_PROBLEM DESCRIPTION:_ List each line of the entries below that contains the word "blonde", copying every such line in full.

_THE RECORDS:_
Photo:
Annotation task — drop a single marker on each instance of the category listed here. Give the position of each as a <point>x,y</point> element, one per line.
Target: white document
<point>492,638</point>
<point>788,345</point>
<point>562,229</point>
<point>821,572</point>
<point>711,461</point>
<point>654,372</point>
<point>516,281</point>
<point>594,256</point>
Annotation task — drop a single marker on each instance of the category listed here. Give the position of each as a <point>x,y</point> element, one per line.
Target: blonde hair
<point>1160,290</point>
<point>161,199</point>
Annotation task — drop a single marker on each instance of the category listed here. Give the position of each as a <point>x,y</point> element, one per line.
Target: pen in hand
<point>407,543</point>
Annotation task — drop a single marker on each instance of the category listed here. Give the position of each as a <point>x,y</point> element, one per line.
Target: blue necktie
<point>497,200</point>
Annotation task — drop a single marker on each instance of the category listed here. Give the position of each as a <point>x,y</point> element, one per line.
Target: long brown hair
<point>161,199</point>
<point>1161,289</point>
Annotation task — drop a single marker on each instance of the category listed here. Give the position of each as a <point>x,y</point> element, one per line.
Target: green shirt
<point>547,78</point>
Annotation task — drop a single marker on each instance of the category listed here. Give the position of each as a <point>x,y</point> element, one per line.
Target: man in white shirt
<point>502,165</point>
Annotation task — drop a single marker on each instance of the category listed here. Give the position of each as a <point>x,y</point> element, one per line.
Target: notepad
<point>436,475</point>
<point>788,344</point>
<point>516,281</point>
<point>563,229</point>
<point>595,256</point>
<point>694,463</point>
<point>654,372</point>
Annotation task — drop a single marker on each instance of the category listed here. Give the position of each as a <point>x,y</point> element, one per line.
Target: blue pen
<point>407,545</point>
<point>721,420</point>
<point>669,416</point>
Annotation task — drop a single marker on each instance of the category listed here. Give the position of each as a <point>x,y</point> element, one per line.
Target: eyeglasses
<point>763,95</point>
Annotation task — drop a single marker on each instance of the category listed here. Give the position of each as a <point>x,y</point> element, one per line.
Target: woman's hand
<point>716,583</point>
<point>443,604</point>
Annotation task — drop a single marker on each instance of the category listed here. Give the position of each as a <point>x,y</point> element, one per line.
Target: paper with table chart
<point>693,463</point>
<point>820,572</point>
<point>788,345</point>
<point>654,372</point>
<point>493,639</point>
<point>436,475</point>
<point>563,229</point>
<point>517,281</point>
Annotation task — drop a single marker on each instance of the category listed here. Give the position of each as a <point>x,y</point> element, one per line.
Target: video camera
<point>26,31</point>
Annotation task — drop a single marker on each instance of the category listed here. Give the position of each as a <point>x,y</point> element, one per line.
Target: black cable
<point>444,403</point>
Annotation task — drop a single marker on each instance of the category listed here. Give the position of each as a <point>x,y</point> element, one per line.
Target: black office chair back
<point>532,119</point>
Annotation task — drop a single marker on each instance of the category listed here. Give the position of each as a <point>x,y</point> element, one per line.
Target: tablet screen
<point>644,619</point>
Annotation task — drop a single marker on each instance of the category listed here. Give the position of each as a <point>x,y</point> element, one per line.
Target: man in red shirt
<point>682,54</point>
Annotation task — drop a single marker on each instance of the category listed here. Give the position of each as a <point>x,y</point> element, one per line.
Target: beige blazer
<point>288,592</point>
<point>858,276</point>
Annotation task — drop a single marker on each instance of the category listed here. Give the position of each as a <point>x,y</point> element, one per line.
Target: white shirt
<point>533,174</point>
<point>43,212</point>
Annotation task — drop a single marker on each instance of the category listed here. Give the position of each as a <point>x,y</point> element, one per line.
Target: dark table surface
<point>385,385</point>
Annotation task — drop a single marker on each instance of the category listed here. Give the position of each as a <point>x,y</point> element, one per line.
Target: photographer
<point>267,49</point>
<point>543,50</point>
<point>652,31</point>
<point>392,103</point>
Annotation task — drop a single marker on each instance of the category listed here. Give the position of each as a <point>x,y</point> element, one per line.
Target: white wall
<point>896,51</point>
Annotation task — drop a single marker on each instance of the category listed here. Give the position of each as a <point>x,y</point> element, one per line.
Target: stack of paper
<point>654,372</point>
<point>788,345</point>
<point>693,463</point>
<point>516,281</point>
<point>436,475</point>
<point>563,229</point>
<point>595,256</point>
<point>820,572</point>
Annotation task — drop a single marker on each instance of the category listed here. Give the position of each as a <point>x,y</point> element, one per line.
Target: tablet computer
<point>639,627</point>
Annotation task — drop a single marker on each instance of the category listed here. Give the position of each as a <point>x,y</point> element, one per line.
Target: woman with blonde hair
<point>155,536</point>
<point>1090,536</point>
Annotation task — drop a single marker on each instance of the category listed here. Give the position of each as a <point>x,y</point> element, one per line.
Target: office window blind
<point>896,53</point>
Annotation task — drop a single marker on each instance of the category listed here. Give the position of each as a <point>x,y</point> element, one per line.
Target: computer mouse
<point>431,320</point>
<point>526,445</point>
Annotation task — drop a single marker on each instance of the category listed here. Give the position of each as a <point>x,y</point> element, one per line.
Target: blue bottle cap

_EXERCISE ANSWER:_
Target: blonde hair
Target: woman with blonde hair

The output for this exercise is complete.